§ ABOUT THIS EXERCISE: Write the records out again, keeping each line exactly as it is.

====== WORKING DATA

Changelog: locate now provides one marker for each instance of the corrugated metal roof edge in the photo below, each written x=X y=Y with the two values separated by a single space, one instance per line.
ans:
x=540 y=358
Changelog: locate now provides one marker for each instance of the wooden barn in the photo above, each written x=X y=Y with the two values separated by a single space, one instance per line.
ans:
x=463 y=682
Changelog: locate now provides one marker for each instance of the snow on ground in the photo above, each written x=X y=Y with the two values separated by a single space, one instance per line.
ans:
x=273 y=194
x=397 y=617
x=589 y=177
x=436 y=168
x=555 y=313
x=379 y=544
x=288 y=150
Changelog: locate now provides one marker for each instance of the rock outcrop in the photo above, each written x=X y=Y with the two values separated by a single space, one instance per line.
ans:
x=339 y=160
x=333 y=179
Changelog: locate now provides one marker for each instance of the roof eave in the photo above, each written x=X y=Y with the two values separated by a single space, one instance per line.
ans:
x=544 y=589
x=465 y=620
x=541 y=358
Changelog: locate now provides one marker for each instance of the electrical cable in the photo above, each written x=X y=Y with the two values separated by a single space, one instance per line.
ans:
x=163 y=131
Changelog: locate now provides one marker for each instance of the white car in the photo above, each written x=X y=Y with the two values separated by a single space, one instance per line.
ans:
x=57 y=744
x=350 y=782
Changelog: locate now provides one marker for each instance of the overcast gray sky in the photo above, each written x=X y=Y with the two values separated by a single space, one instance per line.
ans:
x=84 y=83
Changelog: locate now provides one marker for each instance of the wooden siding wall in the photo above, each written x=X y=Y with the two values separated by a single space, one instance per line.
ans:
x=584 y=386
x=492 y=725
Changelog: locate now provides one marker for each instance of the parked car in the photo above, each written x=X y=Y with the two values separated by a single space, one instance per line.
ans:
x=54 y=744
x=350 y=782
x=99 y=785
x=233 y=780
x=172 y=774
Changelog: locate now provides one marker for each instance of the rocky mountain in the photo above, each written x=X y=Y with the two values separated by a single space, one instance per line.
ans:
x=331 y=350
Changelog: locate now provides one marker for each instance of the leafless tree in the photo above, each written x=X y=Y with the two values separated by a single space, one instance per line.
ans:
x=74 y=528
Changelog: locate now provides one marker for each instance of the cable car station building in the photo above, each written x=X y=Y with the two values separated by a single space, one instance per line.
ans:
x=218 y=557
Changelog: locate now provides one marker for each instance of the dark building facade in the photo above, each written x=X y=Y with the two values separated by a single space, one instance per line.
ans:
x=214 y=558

============

§ OUTPUT OF THE TASK:
Changelog: locate now provides one marker for each instance of the corrugated metal roof edge in the photo below, each written x=X y=Y with the two values separated by a single space, one instance per line.
ans:
x=540 y=358
Changelog: locate now provides one marker for each instance of the wooden barn in the photo above, each written x=X y=Y with the two values separated by a single space, one instance per line.
ans:
x=463 y=682
Changelog: locate now provides one marker for each instance of the snow on ground in the photo above, each written x=X y=Y with the two values separated by a single space, one instance per line.
ans:
x=273 y=194
x=397 y=617
x=589 y=177
x=436 y=168
x=555 y=313
x=379 y=544
x=288 y=150
Changelog: locate now provides one marker for each instance of the rock outcrop in the photo above, each written x=X y=Y with the two values separated by a single space, one instance per line.
ans:
x=339 y=160
x=333 y=179
Changelog: locate now provides one marker for each instance of the roof eave in the photo above, each written x=X y=Y with the two values separated by a single space, one instance per line.
ans:
x=544 y=589
x=465 y=620
x=541 y=358
Changelog: locate now provides one marker for each instance of the electrical cable in the photo above, each written x=X y=Y with the two values separated by a single space, one instance per line.
ans:
x=163 y=131
Changelog: locate now provides one marker for each instance of the white car in the photo above, each written x=X y=Y with the two values separated by a single space, one instance per line.
ans:
x=57 y=744
x=350 y=782
Changelog: locate now provides one marker for each instance of the overcast gray sky in the photo above, each written x=X y=Y with the two values separated by a single space, one instance per line.
ans:
x=84 y=83
Changelog: locate now provides one marker for each instance of the wooden siding wall in the photo above, each written x=X y=Y with the two values separated by a single space, one instance per line.
ans:
x=584 y=386
x=492 y=725
Changelog: locate now provides one marker for each instance of the parked car in the photo above, each written x=X y=Y with the two values separated by a single space, one instance per line.
ans:
x=54 y=744
x=350 y=782
x=99 y=785
x=233 y=780
x=172 y=774
Changelog: locate now provides one marker for each instance of the rocky mountain in the photo above, each written x=X y=Y with the two values separated by a single space, one instance per line.
ans:
x=331 y=350
Changelog: locate now provides one marker for each instance of the leafless tree in the photo above, each written x=X y=Y with the two values separated by a single space, one instance per line.
ans:
x=74 y=528
Changelog: locate now provides one marker for each instance of the cable car station building in the photo above, each written x=X y=Y with the two values separated by a single space, one instance per line.
ans:
x=218 y=557
Changelog: locate now provides one marker for each instance of the dark building facade in the photo above, each written x=X y=Y with the two values separated by a single space, one instance per line.
ans:
x=214 y=558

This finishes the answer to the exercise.